Suprema Corte di Cassazione
sezione lavoro
sentenza n. 14469 del 7 giugno 2013
Svolgimento del processo
Con sentenza del 25.3.2010, la Corte di Appello di Roma, in accoglimento del gravame proposto da B.M. ed in riforma dell’impugnata decisione, dichiarava l’illegittimità, ai sensi dell’art. 18 l. 300/70, del licenziamento intimato al predetto in data 20.7.2006 e, per l’effetto, ne ordinava all’Enav spa la reintegrazione nel posto di lavoro, condannando la stessa società al risarcimento del danno commisurato alle retribuzioni dalla data del 15.11.2006 sino alla data della sentenza di appello.
Rilevava la Corte territoriale che, secondo orientamento giurisprudenziale costante, la carcerazione preventiva del lavoratore per fatti estranei allo svolgimento del rapporto di lavoro non costituiva inadempimento di obblighi contrattuali, ma integrava un fatto oggettivo determinante una sopravvenuta impossibilità temporanea della prestazione lavorativa in relazione alla quale la persistenza nel datore dell’interesse a ricevere le ulteriori prestazioni del dipendente detenuto doveva essere valutata secondo criteri obiettivi, ai sensi dell’art. 3, seconda parte, della l. 604/66, e cioè con riferimento alle esigenze della azienda da valutarsi con giudizio “ex ante” e non “ex post”, con riguardo alle dimensioni dell’azienda, al tipo di organizzazione tecnico produttiva, alla ragionevolmente prevedibile durata della custodia cautelare e ad ogni circostanza rilevante ai fini della determinazione della misura della tollerabilità dell’assenza.

^^^^^^^^^^^^^^^^

_Completa quanto segue:_
**A)** Ricopia per intero e senza alcuna modifica la sentenza qui sopra.
**B)** Riporta tutte le righe qui sotto che contengono la parola "wooden". Maiuscole e minuscole contano.

^^^^^^^^^^^^^^^^

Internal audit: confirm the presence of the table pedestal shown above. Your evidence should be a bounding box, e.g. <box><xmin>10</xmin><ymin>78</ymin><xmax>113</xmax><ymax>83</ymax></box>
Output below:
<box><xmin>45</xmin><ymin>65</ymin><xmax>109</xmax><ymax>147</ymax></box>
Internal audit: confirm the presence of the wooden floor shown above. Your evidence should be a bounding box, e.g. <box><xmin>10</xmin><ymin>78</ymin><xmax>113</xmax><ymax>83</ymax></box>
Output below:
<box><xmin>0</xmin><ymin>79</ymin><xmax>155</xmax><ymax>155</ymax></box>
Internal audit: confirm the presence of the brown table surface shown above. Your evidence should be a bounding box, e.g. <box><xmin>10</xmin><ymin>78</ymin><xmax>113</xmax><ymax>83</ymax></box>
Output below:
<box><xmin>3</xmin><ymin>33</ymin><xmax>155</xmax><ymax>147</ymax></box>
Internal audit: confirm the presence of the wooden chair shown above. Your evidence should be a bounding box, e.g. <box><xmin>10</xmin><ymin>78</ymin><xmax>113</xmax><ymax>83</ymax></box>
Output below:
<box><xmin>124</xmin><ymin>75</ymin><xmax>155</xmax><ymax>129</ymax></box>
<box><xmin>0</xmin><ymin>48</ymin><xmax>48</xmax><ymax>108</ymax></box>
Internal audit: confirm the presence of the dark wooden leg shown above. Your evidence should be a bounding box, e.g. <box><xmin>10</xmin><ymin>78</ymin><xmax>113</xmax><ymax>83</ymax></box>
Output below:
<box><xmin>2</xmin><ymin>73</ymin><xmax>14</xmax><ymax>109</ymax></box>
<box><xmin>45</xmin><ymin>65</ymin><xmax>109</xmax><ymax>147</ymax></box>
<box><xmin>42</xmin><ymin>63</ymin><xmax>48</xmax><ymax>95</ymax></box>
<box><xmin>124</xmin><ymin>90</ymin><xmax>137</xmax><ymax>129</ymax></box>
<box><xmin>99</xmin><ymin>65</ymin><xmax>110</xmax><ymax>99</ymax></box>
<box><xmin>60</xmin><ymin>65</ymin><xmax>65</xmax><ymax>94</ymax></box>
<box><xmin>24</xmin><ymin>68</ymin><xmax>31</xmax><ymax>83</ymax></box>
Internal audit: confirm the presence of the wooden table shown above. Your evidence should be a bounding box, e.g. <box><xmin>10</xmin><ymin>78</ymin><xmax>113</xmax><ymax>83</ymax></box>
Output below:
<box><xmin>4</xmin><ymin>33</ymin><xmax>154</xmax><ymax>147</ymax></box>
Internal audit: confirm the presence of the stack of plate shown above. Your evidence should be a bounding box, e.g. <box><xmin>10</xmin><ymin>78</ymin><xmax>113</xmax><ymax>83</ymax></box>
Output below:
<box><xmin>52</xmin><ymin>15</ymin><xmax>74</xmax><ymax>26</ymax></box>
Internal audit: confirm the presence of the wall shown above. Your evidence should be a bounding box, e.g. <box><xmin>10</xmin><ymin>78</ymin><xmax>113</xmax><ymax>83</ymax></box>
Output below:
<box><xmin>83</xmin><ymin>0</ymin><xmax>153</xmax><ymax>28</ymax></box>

^^^^^^^^^^^^^^^^

_Risposte finali:_
**A)**
Suprema Corte di Cassazione
sezione lavoro
sentenza n. 14469 del 7 giugno 2013
Svolgimento del processo
Con sentenza del 25.3.2010, la Corte di Appello di Roma, in accoglimento del gravame proposto da B.M. ed in riforma dell’impugnata decisione, dichiarava l’illegittimità, ai sensi dell’art. 18 l. 300/70, del licenziamento intimato al predetto in data 20.7.2006 e, per l’effetto, ne ordinava all’Enav spa la reintegrazione nel posto di lavoro, condannando la stessa società al risarcimento del danno commisurato alle retribuzioni dalla data del 15.11.2006 sino alla data della sentenza di appello.
Rilevava la Corte territoriale che, secondo orientamento giurisprudenziale costante, la carcerazione preventiva del lavoratore per fatti estranei allo svolgimento del rapporto di lavoro non costituiva inadempimento di obblighi contrattuali, ma integrava un fatto oggettivo determinante una sopravvenuta impossibilità temporanea della prestazione lavorativa in relazione alla quale la persistenza nel datore dell’interesse a ricevere le ulteriori prestazioni del dipendente detenuto doveva essere valutata secondo criteri obiettivi, ai sensi dell’art. 3, seconda parte, della l. 604/66, e cioè con riferimento alle esigenze della azienda da valutarsi con giudizio “ex ante” e non “ex post”, con riguardo alle dimensioni dell’azienda, al tipo di organizzazione tecnico produttiva, alla ragionevolmente prevedibile durata della custodia cautelare e ad ogni circostanza rilevante ai fini della determinazione della misura della tollerabilità dell’assenza.

**B)**
Internal audit: confirm the presence of the wooden floor shown above. Your evidence should be a bounding box, e.g. <box><xmin>10</xmin><ymin>78</ymin><xmax>113</xmax><ymax>83</ymax></box>
Internal audit: confirm the presence of the wooden chair shown above. Your evidence should be a bounding box, e.g. <box><xmin>10</xmin><ymin>78</ymin><xmax>113</xmax><ymax>83</ymax></box>
Internal audit: confirm the presence of the dark wooden leg shown above. Your evidence should be a bounding box, e.g. <box><xmin>10</xmin><ymin>78</ymin><xmax>113</xmax><ymax>83</ymax></box>
Internal audit: confirm the presence of the wooden table shown above. Your evidence should be a bounding box, e.g. <box><xmin>10</xmin><ymin>78</ymin><xmax>113</xmax><ymax>83</ymax></box>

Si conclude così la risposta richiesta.